** begin Task inputs **
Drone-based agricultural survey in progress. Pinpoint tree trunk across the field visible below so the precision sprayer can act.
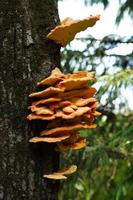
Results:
[0,0,60,200]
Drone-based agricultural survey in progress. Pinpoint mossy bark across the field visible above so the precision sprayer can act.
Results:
[0,0,60,200]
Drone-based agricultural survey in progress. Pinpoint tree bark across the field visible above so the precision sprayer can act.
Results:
[0,0,60,200]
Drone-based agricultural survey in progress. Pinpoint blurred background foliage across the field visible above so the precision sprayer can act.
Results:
[59,0,133,200]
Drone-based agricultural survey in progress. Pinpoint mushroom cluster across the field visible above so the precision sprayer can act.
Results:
[27,68,100,179]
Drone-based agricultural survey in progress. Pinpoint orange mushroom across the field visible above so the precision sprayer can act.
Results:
[27,67,101,179]
[43,165,77,180]
[57,138,86,152]
[40,123,96,136]
[29,87,64,98]
[29,133,70,143]
[47,15,100,46]
[37,67,65,86]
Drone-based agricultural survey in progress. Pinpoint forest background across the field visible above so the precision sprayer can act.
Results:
[59,0,133,200]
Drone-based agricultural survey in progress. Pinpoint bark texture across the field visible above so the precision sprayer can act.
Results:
[0,0,60,200]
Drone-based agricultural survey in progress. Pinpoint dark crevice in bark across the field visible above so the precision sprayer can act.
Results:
[0,0,60,200]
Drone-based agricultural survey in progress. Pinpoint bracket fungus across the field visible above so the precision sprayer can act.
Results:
[27,68,100,179]
[47,15,100,46]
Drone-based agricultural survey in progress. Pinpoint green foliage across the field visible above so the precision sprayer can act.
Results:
[58,35,133,200]
[59,0,133,200]
[85,0,133,24]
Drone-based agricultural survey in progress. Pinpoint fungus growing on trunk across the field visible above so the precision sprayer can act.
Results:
[27,68,100,179]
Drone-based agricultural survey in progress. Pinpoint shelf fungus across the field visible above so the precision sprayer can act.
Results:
[47,15,100,46]
[27,68,101,179]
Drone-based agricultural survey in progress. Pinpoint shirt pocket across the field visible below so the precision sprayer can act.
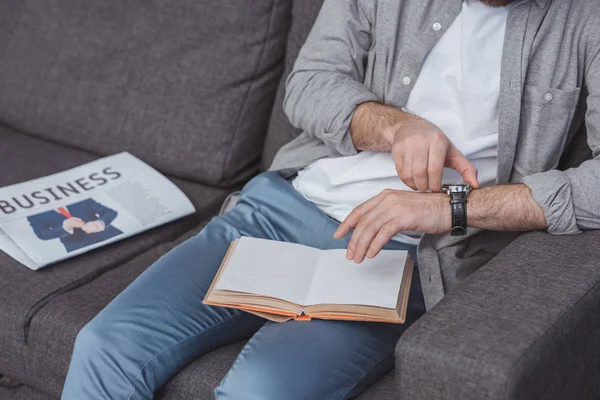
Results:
[515,85,581,175]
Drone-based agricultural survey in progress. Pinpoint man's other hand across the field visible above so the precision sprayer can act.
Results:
[333,189,452,263]
[63,217,85,232]
[350,102,479,192]
[392,115,479,192]
[81,221,104,233]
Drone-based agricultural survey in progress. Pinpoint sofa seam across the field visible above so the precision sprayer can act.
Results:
[503,272,600,399]
[339,351,396,400]
[221,0,277,181]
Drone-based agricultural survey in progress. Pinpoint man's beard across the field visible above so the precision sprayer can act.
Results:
[480,0,515,7]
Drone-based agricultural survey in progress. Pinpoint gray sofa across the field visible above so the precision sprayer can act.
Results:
[0,0,600,400]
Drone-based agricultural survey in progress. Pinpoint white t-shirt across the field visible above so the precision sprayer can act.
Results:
[293,0,509,244]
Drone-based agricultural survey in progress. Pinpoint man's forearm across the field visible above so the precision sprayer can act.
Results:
[334,184,547,263]
[468,184,548,231]
[350,102,414,152]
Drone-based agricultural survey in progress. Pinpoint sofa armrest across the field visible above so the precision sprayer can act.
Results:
[396,231,600,400]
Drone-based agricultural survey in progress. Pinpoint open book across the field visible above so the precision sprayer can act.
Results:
[204,237,413,323]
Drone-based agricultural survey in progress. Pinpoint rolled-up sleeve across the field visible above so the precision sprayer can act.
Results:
[284,0,377,156]
[523,35,600,235]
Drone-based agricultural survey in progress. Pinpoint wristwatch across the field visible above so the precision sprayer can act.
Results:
[442,183,471,236]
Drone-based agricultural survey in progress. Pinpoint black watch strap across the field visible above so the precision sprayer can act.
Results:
[450,193,467,236]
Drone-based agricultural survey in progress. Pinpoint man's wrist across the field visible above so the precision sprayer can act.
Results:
[429,193,452,232]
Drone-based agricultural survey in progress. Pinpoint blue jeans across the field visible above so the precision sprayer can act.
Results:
[62,172,425,400]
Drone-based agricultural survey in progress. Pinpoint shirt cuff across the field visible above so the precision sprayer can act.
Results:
[523,170,581,235]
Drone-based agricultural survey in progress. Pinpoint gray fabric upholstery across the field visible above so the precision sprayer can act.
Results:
[396,231,600,400]
[15,224,209,397]
[155,342,245,400]
[0,385,56,400]
[0,127,227,386]
[0,0,291,185]
[261,0,323,170]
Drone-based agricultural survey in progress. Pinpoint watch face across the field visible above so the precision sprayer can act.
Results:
[442,183,471,194]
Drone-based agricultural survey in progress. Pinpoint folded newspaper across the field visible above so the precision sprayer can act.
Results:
[0,153,196,270]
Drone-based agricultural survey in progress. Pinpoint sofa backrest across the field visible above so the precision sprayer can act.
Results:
[0,0,292,186]
[261,0,324,170]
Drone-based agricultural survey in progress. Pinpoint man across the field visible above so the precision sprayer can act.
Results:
[27,199,123,253]
[63,0,600,400]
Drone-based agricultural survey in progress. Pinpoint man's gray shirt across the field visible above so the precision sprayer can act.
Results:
[271,0,600,308]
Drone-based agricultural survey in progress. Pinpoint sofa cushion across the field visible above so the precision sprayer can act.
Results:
[20,225,203,396]
[0,385,56,400]
[0,0,291,186]
[0,126,227,378]
[19,219,395,400]
[261,0,323,170]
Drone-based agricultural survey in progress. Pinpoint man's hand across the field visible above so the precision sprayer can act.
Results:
[392,115,479,192]
[63,217,85,232]
[81,221,104,233]
[350,102,479,192]
[333,189,452,263]
[333,184,548,263]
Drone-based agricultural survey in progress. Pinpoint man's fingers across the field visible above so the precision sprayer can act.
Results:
[349,211,392,264]
[367,221,401,258]
[412,146,429,192]
[427,143,447,192]
[396,153,417,190]
[333,190,388,239]
[446,146,479,188]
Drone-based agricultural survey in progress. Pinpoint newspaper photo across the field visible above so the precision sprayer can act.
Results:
[0,153,196,270]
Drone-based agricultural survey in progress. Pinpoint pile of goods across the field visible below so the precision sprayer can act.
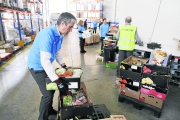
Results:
[120,65,125,69]
[141,78,153,85]
[127,60,144,66]
[118,78,127,87]
[143,66,151,73]
[152,50,167,65]
[56,68,82,77]
[61,89,88,106]
[156,50,167,57]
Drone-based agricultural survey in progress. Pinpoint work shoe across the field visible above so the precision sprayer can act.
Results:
[49,109,57,115]
[80,50,86,53]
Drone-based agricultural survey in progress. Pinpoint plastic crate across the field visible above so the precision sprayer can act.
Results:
[106,63,117,68]
[91,104,111,120]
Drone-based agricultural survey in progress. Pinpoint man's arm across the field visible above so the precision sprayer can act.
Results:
[135,29,143,46]
[39,34,58,81]
[40,51,58,82]
[116,30,120,40]
[56,49,64,65]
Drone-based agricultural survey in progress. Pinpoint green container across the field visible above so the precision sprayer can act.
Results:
[106,63,117,68]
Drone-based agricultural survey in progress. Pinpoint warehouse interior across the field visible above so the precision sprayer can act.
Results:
[0,0,180,120]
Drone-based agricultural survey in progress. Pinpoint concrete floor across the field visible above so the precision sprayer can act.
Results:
[0,30,180,120]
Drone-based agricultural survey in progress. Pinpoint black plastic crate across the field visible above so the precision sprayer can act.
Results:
[58,83,93,120]
[90,104,111,120]
[104,46,116,62]
[120,69,142,82]
[147,44,161,49]
[144,64,170,75]
[143,73,170,88]
[121,56,149,73]
[120,78,140,91]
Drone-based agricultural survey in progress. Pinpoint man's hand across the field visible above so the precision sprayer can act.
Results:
[61,63,67,68]
[54,78,70,92]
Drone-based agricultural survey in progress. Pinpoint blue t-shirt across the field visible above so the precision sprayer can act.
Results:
[78,25,85,37]
[27,24,63,70]
[93,22,97,28]
[100,24,109,37]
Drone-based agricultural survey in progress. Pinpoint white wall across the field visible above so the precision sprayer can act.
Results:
[116,0,180,47]
[152,0,180,47]
[49,0,66,14]
[103,0,118,22]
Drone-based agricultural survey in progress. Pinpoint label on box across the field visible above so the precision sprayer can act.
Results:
[68,82,78,88]
[131,65,137,70]
[133,82,139,86]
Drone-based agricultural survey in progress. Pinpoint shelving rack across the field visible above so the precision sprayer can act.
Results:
[66,0,103,26]
[0,0,49,46]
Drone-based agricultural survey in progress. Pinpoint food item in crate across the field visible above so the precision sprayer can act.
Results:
[73,69,83,77]
[120,65,125,69]
[58,71,73,77]
[67,69,74,72]
[156,50,167,57]
[141,78,153,85]
[56,68,66,75]
[143,66,151,73]
[63,96,72,106]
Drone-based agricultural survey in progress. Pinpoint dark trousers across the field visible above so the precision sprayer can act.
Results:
[93,28,97,33]
[116,50,133,75]
[30,69,55,120]
[79,38,85,51]
[101,37,105,52]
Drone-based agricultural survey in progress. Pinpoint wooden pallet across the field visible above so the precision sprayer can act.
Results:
[119,94,162,118]
[0,53,12,61]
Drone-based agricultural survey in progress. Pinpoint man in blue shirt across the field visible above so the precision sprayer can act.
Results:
[93,20,97,33]
[100,18,109,56]
[27,12,76,120]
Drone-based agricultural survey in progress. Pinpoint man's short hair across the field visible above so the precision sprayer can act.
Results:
[57,12,77,25]
[125,17,132,23]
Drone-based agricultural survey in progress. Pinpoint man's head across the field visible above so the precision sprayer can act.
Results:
[125,16,132,23]
[57,12,77,35]
[103,18,107,24]
[78,20,84,26]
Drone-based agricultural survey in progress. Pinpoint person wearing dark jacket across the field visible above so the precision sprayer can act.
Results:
[84,19,87,30]
[78,20,86,53]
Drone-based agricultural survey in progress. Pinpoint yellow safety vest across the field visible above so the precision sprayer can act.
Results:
[118,25,136,51]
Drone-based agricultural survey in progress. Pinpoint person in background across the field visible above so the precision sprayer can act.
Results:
[116,16,143,76]
[100,18,109,56]
[99,19,103,29]
[84,19,87,30]
[93,20,97,33]
[78,20,86,53]
[27,12,76,120]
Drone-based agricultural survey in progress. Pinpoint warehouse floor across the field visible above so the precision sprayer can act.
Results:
[0,30,180,120]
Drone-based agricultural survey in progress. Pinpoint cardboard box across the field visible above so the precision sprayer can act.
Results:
[121,56,149,73]
[5,47,14,53]
[139,93,164,108]
[93,33,100,43]
[85,36,94,44]
[58,83,93,120]
[120,87,140,100]
[141,87,168,100]
[173,38,180,50]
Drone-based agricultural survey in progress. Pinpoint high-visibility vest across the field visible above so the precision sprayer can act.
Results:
[118,25,136,51]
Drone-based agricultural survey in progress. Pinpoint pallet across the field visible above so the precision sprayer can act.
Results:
[24,41,31,46]
[90,104,111,120]
[118,94,162,118]
[0,53,12,61]
[86,43,93,46]
[94,42,99,44]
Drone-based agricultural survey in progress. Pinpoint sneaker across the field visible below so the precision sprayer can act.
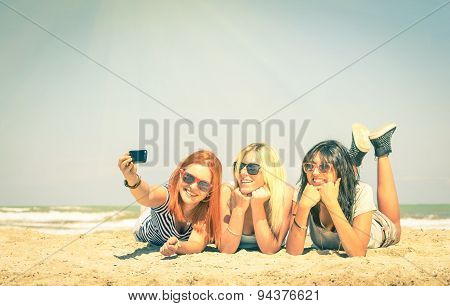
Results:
[349,123,370,167]
[369,123,397,157]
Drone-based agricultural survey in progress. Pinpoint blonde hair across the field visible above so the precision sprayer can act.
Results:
[234,143,286,235]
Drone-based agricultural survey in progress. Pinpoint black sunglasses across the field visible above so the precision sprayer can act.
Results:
[303,163,331,173]
[233,162,261,175]
[181,169,211,192]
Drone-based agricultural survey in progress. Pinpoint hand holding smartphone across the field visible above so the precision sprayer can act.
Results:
[128,150,147,164]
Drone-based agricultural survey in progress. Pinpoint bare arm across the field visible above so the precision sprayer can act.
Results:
[286,184,320,255]
[320,179,372,257]
[217,184,250,254]
[286,205,311,255]
[250,186,294,254]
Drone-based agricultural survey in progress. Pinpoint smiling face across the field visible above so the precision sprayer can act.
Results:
[303,153,337,186]
[178,164,212,205]
[236,151,265,194]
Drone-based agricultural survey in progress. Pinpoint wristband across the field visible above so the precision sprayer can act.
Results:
[294,218,308,231]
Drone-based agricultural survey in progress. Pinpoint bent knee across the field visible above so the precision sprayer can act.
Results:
[393,222,402,244]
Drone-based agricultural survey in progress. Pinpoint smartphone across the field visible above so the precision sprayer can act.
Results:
[128,150,147,164]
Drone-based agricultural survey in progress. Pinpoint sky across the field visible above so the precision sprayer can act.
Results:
[0,0,450,206]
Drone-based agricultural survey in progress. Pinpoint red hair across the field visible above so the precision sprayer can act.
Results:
[168,150,222,241]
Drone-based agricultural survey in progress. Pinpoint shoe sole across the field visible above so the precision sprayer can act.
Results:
[369,123,397,140]
[352,123,370,153]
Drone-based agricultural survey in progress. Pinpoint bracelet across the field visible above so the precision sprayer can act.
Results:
[123,174,141,189]
[227,226,240,236]
[294,218,308,231]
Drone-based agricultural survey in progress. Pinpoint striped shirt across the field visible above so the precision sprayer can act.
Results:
[134,186,192,245]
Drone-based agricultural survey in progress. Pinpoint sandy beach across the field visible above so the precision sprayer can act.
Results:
[0,228,450,286]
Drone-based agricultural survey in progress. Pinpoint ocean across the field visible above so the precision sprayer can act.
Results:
[0,204,450,234]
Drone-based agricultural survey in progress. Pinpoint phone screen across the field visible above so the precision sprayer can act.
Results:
[129,150,147,164]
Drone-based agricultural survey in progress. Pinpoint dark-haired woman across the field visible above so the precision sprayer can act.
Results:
[286,124,401,256]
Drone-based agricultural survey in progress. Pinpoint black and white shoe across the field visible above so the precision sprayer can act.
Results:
[369,123,397,157]
[349,123,370,167]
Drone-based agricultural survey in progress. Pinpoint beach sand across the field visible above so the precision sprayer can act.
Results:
[0,228,450,286]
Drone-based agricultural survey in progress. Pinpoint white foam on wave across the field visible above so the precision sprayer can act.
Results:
[0,207,31,214]
[0,219,136,235]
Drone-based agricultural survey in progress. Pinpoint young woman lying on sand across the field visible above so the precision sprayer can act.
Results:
[119,151,222,256]
[216,143,293,254]
[286,124,401,256]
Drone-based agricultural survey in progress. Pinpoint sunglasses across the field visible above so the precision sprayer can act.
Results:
[180,169,211,192]
[233,162,261,175]
[303,163,331,173]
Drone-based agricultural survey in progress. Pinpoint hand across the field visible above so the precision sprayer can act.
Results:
[233,188,250,212]
[319,178,341,207]
[118,152,138,186]
[159,237,181,256]
[299,184,320,209]
[252,185,270,204]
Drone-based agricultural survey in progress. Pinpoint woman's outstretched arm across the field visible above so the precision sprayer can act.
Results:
[118,152,168,207]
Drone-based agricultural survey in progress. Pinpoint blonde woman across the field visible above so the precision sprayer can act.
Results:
[216,143,293,254]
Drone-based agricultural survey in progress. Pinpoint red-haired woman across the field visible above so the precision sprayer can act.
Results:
[118,150,222,256]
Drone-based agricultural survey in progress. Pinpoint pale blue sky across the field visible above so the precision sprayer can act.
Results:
[0,0,450,205]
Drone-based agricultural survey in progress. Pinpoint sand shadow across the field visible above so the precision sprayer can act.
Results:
[310,248,349,258]
[114,244,160,260]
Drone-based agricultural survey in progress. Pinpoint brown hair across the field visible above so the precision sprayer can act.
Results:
[168,150,222,241]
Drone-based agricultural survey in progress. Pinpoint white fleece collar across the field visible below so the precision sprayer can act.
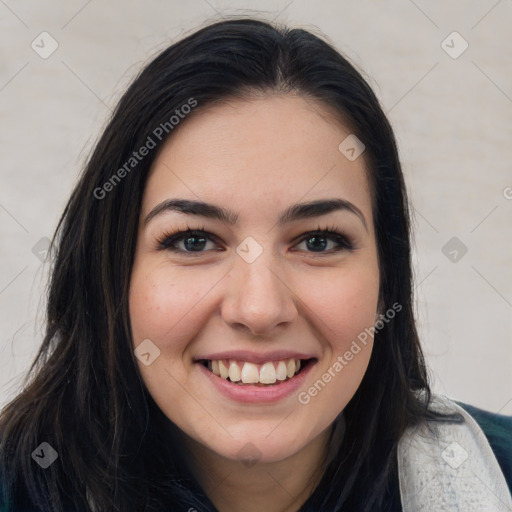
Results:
[398,395,512,512]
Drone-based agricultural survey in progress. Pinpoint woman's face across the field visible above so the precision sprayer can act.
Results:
[130,94,379,462]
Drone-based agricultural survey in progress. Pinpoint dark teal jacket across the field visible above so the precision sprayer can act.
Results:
[0,402,512,512]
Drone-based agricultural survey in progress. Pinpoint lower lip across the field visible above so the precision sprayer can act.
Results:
[197,361,316,403]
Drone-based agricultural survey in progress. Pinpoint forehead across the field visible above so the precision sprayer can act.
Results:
[142,94,371,226]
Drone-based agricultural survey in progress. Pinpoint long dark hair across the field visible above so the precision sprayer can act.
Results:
[0,18,438,512]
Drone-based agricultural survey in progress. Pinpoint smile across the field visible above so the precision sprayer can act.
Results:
[201,358,311,386]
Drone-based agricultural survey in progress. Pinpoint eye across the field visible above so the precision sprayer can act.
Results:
[295,228,354,253]
[158,229,218,256]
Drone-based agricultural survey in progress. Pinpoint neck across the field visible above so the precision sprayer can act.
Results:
[179,416,344,512]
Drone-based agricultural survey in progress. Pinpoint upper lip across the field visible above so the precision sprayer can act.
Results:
[194,350,314,364]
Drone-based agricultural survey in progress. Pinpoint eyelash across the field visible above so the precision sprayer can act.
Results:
[157,225,355,257]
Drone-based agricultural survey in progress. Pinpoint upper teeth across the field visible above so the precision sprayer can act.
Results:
[208,359,300,384]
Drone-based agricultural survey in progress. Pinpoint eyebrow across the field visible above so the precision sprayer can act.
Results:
[144,198,368,231]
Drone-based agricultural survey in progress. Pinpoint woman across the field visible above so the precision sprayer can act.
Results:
[0,19,512,512]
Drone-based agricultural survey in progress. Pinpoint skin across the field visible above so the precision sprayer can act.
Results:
[130,93,379,512]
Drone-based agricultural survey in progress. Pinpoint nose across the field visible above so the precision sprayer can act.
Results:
[221,255,298,337]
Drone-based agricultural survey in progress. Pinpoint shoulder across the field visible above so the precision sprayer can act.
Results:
[456,402,512,493]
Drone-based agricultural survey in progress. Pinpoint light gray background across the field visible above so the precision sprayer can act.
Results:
[0,0,512,414]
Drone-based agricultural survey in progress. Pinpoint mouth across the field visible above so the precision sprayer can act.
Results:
[197,358,316,388]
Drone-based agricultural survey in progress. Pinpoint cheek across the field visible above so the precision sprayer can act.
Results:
[130,264,216,351]
[301,266,379,354]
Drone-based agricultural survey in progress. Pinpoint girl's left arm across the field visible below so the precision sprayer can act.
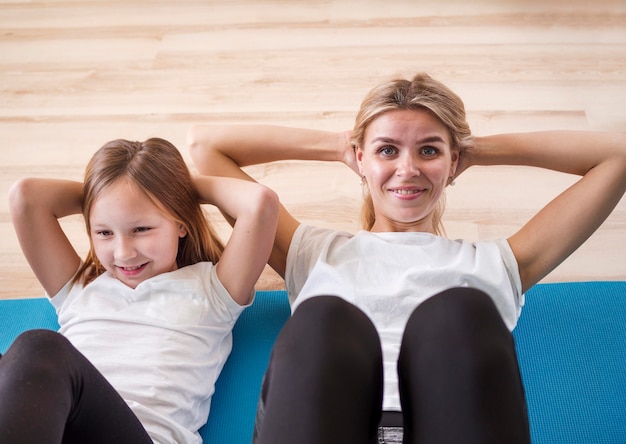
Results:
[464,131,626,291]
[194,176,279,305]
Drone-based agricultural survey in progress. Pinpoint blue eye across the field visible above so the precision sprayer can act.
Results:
[422,146,439,157]
[378,145,396,156]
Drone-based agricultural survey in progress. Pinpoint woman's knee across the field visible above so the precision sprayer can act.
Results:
[274,296,382,370]
[407,287,506,335]
[2,329,75,377]
[401,287,515,367]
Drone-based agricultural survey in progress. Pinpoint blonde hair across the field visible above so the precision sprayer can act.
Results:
[72,138,224,285]
[351,73,472,235]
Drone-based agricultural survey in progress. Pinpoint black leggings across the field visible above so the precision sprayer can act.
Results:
[255,288,530,444]
[0,330,152,444]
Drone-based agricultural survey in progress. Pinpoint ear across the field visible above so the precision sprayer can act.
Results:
[450,150,460,177]
[354,145,363,177]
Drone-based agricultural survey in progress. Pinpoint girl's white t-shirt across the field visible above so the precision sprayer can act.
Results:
[285,224,524,411]
[51,262,245,444]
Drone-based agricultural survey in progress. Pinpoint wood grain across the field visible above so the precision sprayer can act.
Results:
[0,0,626,298]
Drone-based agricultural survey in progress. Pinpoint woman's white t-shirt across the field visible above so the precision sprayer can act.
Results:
[285,224,524,410]
[51,262,245,444]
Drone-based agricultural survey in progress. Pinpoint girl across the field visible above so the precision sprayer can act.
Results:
[0,138,278,444]
[189,74,626,444]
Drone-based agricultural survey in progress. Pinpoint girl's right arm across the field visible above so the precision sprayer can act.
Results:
[195,176,279,305]
[187,125,349,278]
[9,178,83,296]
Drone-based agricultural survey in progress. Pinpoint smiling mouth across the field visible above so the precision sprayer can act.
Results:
[391,190,422,195]
[117,263,147,274]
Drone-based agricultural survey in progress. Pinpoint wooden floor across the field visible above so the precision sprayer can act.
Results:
[0,0,626,298]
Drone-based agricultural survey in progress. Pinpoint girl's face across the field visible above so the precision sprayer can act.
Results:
[89,178,187,288]
[356,109,458,233]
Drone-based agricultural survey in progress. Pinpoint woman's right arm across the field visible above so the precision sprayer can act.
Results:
[187,125,349,278]
[9,178,83,296]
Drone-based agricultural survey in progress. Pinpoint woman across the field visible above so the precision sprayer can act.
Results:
[0,138,278,444]
[189,74,626,443]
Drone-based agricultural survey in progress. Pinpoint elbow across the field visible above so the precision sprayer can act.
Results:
[9,178,37,220]
[187,125,219,175]
[187,125,205,173]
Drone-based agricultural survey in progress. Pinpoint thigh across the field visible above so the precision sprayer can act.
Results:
[255,296,382,444]
[0,330,152,444]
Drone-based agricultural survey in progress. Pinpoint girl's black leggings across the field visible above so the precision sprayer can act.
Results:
[255,288,530,444]
[0,330,152,444]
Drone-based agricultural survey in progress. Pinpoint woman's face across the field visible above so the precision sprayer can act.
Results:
[89,178,186,288]
[357,109,458,233]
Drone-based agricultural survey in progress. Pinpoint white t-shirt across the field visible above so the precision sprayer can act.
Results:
[51,262,245,444]
[285,224,524,410]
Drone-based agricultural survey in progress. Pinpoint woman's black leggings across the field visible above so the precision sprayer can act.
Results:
[255,288,530,444]
[0,330,152,444]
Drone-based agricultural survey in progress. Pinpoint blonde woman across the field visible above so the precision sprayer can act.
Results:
[189,74,626,444]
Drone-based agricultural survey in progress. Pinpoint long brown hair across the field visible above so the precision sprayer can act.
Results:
[352,73,472,235]
[72,138,224,285]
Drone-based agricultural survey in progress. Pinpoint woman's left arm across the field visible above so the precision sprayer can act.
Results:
[465,131,626,291]
[194,176,279,305]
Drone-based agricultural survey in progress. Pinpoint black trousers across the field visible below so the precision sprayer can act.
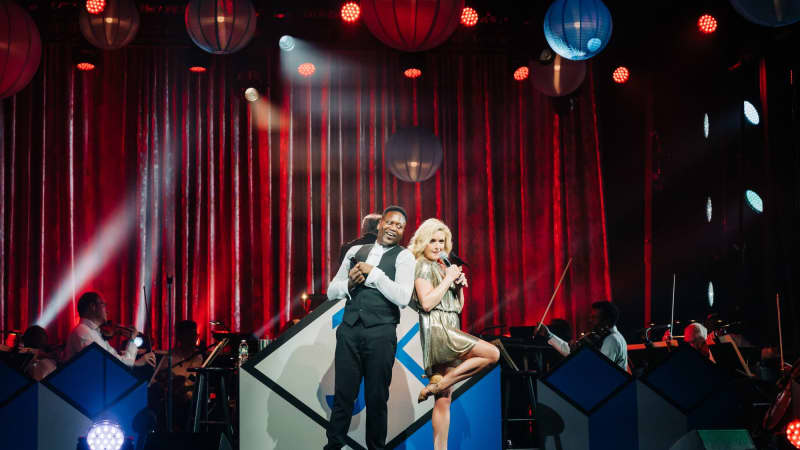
** end Task inputs **
▸ Goal
Quote the lines of the records word for word, starting with the line that contains "Pinpoint girl's left" and going on through the line that contains "[354,145,363,177]". Leave the pictures out.

▸ Task solution
Drone-based agricultural survey in progress. Pinpoint girl's left arm across the field visible below so the precision sprayer can act.
Results:
[464,131,626,291]
[194,176,279,305]
Drone-based agricultural survey in progress. Pinpoint blue eye across the field visible above so the precision sprayer can act.
Results:
[422,146,439,157]
[378,145,396,156]
Drone-based agricultural survey in progress. Pinpoint woman's knee across the field visible above so the precision sprayer can act.
Results:
[274,296,382,370]
[407,287,506,335]
[2,329,75,377]
[401,287,515,367]
Drone-based agricultural survey in progress. Pinpoint blonde hair across the field visible above so the precision sprayer can act.
Results:
[72,138,224,285]
[351,73,472,235]
Drone-based agricultural survey in progress. Pinpoint black leggings across the field visible above so the precision sprayer can act.
Results:
[255,288,530,444]
[0,330,152,444]
Drone-based agricultural survey in progress. Pinpoint ear across the field visible above so the precision sprayer can act.
Results:
[450,150,460,177]
[354,145,363,177]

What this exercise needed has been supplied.